Problems to solve:
1. From the excerpt about the stewards' ruling, list every person whose words are quoted directly.
2. Using the excerpt about the stewards' ruling, explain why the stewards do not consider the consequences of an incident. Answer in one to three sentences.

Document section:
============

Horner: “I think there are rights that are available to us but I think unfortunately the result…the stewards are a pretty set in their decision, but I think it will be meaningless to take things further, we’ll look at it, we’ll talk it through shortly but that would be my initial reaction.”
Among others, Bottas and Leclerc and a front-seat view on them colliding. The Finn said he saw it coming already in Sprint Qualifying that the two are racing quite hard. For the Monegasque’s initial thought was that it was more on racing incident side.
Bottas: “I saw them fighting through lap one, a bit like yesterday. I had a feeling something is going to happen – but they were fighting hard. That kind of thing, that happens, it’s racing. It can happen. When you fight hard, you, when you don’t give up. I’m just happy that Max is fine because it was a big shunt. Also, I really feel like Lewis fully deserved the win.
Leclerc: “It is very difficult to judge it from the car; we are very low. So it’s difficult to see. Everything went very quick. Obviously I could see there was quite a bit of things going around in front of me. And yeah, I think it’s a racing incident. It’s quite difficult to put the blame on one or the other. Obviously there was space on the inside. Maybe Lewis was not completely at the apex but it’s also true that Max was quite aggressive on the outside. So, things happen, so what is the most important today is that Max is unharmed and is fine.”
From FIA Race Director, Michael Masi, he noted that the outcome of the incident was not the catalyst of penalty as suggested by many. The stewards note put blame on Hamilton solely as he did not reach to the threshold of the corner with the room available on the inside.
Incident’s outcome no play:
Masi: “It has been a mainstay for many, many years – and this came through discussions prior to my time between all of the teams, the FIA and F1, and the team principals were all quite adamant – that you should not consider the consequences in an incident. So when the stewards are judging incidents, they judge the incident itself and the merits of the incident, not what happens afterwards as a consequence.
“And that’s been something that the stewards have done for many years and have been advised to do from the top down. So that’s the way that the stewards judge it, because if you start taking consequences into account, there’s so many variables, rather than judging the incident itself on its merits. If you look at it on that basis, you’ll never find a penalty that would address an imbalance like that.

============

Given information:

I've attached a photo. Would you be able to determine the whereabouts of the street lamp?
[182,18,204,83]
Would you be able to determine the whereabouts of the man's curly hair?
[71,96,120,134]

============

Exercise responses:
1. Horner, Bottas, Leclerc, Michael Masi

2. The stewards judge an incident on its own merits because the teams, the FIA and F1 agreed on this, and the team principals were adamant about it. Taking consequences into account would bring in too many variables.